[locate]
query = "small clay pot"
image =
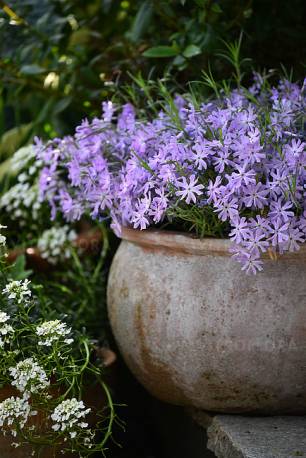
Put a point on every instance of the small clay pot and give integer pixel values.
(197, 331)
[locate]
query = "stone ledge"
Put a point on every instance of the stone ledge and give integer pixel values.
(231, 436)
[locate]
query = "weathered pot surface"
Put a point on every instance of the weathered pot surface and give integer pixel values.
(195, 330)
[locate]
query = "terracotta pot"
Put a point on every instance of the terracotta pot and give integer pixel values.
(197, 331)
(94, 397)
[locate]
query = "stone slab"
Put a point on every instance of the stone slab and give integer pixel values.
(231, 436)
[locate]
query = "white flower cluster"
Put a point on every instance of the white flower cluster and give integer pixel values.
(18, 290)
(55, 243)
(2, 237)
(53, 331)
(68, 417)
(23, 198)
(5, 329)
(15, 411)
(23, 157)
(29, 377)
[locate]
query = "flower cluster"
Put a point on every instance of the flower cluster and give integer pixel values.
(53, 331)
(22, 199)
(55, 244)
(29, 377)
(2, 237)
(18, 290)
(69, 416)
(14, 414)
(5, 329)
(239, 159)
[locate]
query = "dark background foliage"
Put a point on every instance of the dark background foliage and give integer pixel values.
(60, 58)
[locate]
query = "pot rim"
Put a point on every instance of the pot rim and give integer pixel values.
(188, 244)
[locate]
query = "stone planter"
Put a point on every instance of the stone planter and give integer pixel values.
(195, 330)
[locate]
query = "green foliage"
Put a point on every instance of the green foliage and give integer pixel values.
(59, 59)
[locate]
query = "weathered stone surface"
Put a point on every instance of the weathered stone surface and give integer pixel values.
(196, 331)
(250, 437)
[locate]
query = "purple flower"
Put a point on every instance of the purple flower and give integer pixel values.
(233, 166)
(190, 190)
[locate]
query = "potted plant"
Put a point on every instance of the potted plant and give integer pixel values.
(51, 378)
(193, 327)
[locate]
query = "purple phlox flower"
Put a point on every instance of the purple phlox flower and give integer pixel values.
(158, 206)
(279, 233)
(189, 190)
(139, 143)
(254, 196)
(101, 200)
(74, 172)
(243, 176)
(214, 189)
(295, 148)
(108, 111)
(260, 224)
(240, 229)
(279, 182)
(72, 208)
(280, 211)
(255, 242)
(126, 119)
(295, 236)
(222, 159)
(252, 264)
(200, 155)
(139, 218)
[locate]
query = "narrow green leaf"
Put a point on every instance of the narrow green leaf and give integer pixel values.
(161, 51)
(32, 69)
(141, 21)
(191, 51)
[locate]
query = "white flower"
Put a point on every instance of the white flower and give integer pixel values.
(4, 317)
(15, 411)
(55, 243)
(18, 289)
(22, 200)
(22, 157)
(68, 417)
(52, 331)
(29, 377)
(5, 329)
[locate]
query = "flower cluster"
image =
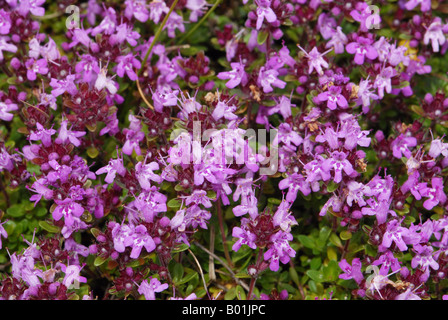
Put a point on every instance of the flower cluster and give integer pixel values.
(159, 138)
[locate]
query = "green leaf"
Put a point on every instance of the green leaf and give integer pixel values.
(332, 187)
(345, 235)
(99, 261)
(187, 278)
(262, 37)
(180, 248)
(178, 272)
(334, 239)
(174, 203)
(49, 227)
(307, 241)
(16, 210)
(316, 275)
(240, 293)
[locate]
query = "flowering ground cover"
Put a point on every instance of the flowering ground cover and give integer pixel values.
(226, 150)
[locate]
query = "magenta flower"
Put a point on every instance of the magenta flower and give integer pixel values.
(425, 5)
(400, 146)
(236, 76)
(435, 35)
(3, 232)
(42, 134)
(69, 135)
(394, 234)
(279, 250)
(127, 64)
(5, 21)
(5, 46)
(148, 289)
(72, 276)
(145, 173)
(64, 85)
(315, 60)
(352, 271)
(333, 97)
(264, 11)
(115, 166)
(68, 209)
(138, 9)
(5, 108)
(435, 194)
(363, 14)
(268, 79)
(362, 48)
(35, 67)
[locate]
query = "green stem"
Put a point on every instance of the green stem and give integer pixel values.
(197, 25)
(156, 36)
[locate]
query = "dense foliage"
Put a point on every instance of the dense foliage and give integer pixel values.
(254, 149)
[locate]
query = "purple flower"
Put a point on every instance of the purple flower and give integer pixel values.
(338, 162)
(164, 97)
(148, 289)
(365, 95)
(363, 14)
(115, 166)
(400, 146)
(244, 236)
(72, 136)
(435, 194)
(316, 60)
(5, 108)
(425, 5)
(383, 81)
(144, 173)
(32, 6)
(424, 258)
(133, 136)
(333, 97)
(387, 260)
(156, 8)
(294, 183)
(72, 276)
(394, 233)
(141, 239)
(124, 33)
(236, 76)
(5, 21)
(34, 67)
(362, 48)
(174, 22)
(338, 41)
(224, 110)
(437, 148)
(196, 7)
(264, 11)
(64, 85)
(39, 186)
(42, 134)
(138, 9)
(283, 217)
(435, 35)
(59, 172)
(127, 64)
(3, 232)
(5, 46)
(68, 209)
(351, 271)
(88, 67)
(279, 250)
(267, 78)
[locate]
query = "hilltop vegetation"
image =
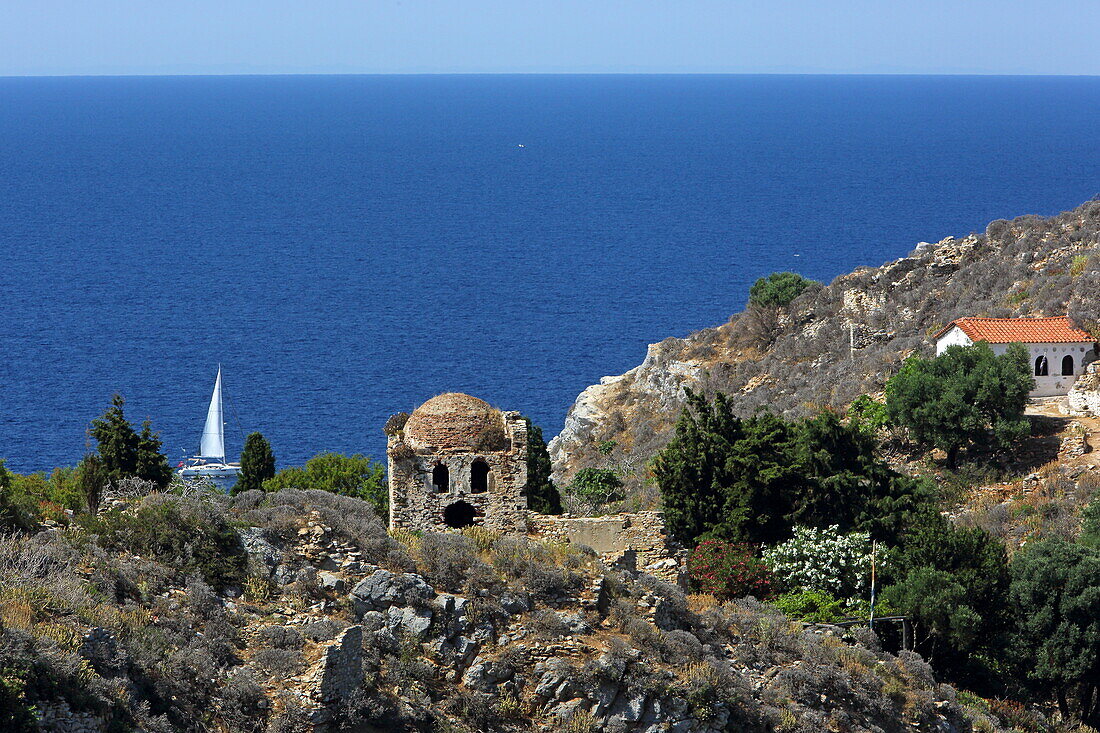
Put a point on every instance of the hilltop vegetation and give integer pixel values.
(833, 343)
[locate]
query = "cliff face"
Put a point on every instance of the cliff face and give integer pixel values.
(844, 339)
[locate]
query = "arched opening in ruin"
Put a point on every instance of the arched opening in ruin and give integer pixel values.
(459, 514)
(479, 477)
(440, 478)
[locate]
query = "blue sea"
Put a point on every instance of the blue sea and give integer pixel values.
(347, 247)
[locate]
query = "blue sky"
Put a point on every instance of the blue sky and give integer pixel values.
(325, 36)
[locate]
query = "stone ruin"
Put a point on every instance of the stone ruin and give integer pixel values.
(457, 461)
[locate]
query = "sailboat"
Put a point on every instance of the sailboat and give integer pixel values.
(210, 462)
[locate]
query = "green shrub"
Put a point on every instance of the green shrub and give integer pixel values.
(187, 535)
(811, 605)
(597, 485)
(349, 476)
(751, 479)
(728, 570)
(778, 290)
(966, 395)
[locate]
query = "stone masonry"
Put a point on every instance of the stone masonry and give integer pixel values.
(457, 462)
(636, 540)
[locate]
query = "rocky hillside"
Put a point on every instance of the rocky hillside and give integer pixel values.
(296, 611)
(844, 339)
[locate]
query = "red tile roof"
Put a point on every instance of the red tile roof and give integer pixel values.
(1056, 329)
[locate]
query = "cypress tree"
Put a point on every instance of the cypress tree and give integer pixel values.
(118, 442)
(123, 452)
(152, 465)
(91, 479)
(257, 463)
(542, 494)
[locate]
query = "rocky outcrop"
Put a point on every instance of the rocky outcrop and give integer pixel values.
(844, 339)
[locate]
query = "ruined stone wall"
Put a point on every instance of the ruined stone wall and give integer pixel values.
(415, 503)
(637, 540)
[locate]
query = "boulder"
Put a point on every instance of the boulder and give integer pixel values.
(383, 589)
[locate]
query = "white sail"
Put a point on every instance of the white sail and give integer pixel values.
(213, 433)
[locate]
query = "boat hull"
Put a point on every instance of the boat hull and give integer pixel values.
(210, 471)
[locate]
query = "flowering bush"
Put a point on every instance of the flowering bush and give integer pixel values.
(822, 559)
(728, 570)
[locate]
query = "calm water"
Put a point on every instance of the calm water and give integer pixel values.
(348, 247)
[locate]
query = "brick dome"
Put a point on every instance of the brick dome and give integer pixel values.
(454, 420)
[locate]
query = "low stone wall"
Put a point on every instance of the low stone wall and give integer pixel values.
(636, 539)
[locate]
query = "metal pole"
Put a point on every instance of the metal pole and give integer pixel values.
(873, 548)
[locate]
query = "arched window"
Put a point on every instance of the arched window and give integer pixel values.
(460, 514)
(479, 477)
(440, 478)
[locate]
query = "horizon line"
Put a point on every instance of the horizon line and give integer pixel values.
(250, 74)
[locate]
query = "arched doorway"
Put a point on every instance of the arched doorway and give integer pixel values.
(479, 477)
(440, 479)
(459, 514)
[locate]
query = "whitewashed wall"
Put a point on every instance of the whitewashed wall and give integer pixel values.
(1055, 383)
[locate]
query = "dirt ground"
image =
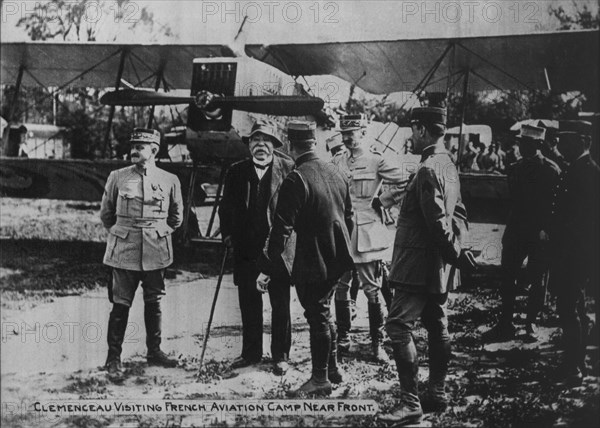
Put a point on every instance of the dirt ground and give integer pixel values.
(54, 313)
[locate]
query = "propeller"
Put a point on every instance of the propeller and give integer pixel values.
(277, 105)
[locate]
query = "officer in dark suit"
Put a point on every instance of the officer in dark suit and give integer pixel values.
(531, 182)
(315, 202)
(250, 195)
(575, 250)
(427, 253)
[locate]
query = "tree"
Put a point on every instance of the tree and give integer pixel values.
(90, 20)
(79, 109)
(581, 17)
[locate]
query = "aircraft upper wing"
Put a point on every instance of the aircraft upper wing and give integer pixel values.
(566, 60)
(96, 64)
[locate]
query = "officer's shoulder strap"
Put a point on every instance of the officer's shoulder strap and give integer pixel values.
(374, 150)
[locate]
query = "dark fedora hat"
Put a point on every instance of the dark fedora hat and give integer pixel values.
(267, 128)
(144, 135)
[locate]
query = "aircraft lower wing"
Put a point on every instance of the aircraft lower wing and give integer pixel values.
(560, 61)
(96, 65)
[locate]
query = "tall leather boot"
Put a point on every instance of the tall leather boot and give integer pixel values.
(376, 330)
(407, 363)
(343, 317)
(153, 320)
(318, 384)
(117, 324)
(334, 373)
(436, 399)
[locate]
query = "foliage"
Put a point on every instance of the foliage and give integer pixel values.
(581, 17)
(79, 109)
(89, 20)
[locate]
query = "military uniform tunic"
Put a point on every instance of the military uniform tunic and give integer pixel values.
(141, 208)
(366, 172)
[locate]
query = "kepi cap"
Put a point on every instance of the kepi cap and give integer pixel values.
(569, 137)
(144, 135)
(334, 142)
(351, 122)
(267, 128)
(428, 116)
(532, 133)
(301, 130)
(582, 127)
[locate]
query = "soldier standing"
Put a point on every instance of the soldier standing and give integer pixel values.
(575, 243)
(427, 253)
(366, 169)
(531, 182)
(314, 202)
(141, 208)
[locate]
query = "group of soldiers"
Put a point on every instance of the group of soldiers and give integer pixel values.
(309, 222)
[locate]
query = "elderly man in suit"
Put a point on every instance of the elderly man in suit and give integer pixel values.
(314, 202)
(141, 208)
(427, 253)
(246, 212)
(574, 239)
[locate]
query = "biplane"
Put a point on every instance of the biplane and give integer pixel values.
(228, 91)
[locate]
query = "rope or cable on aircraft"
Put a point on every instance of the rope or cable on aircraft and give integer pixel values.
(50, 94)
(496, 67)
(134, 69)
(497, 87)
(425, 81)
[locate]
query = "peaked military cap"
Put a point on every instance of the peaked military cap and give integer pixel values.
(530, 132)
(144, 135)
(569, 137)
(301, 130)
(333, 142)
(582, 127)
(352, 122)
(428, 116)
(264, 127)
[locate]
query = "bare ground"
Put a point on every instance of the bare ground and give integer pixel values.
(53, 283)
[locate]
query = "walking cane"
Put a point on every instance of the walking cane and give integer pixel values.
(212, 309)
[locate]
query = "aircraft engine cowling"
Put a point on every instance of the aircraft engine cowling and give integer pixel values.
(211, 78)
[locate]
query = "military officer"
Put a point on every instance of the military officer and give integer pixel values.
(141, 208)
(427, 252)
(315, 203)
(335, 145)
(531, 182)
(366, 169)
(574, 238)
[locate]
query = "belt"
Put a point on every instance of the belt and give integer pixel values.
(141, 222)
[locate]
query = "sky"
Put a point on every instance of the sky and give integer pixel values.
(268, 22)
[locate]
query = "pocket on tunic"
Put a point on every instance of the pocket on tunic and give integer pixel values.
(115, 234)
(164, 242)
(372, 235)
(362, 183)
(123, 202)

- - -

*Exercise objective*
Please list each line in the records above that contains the word "potted".

*Correct answer*
query = "potted plant"
Put a point on every instance of the potted plant and give integer pixel values.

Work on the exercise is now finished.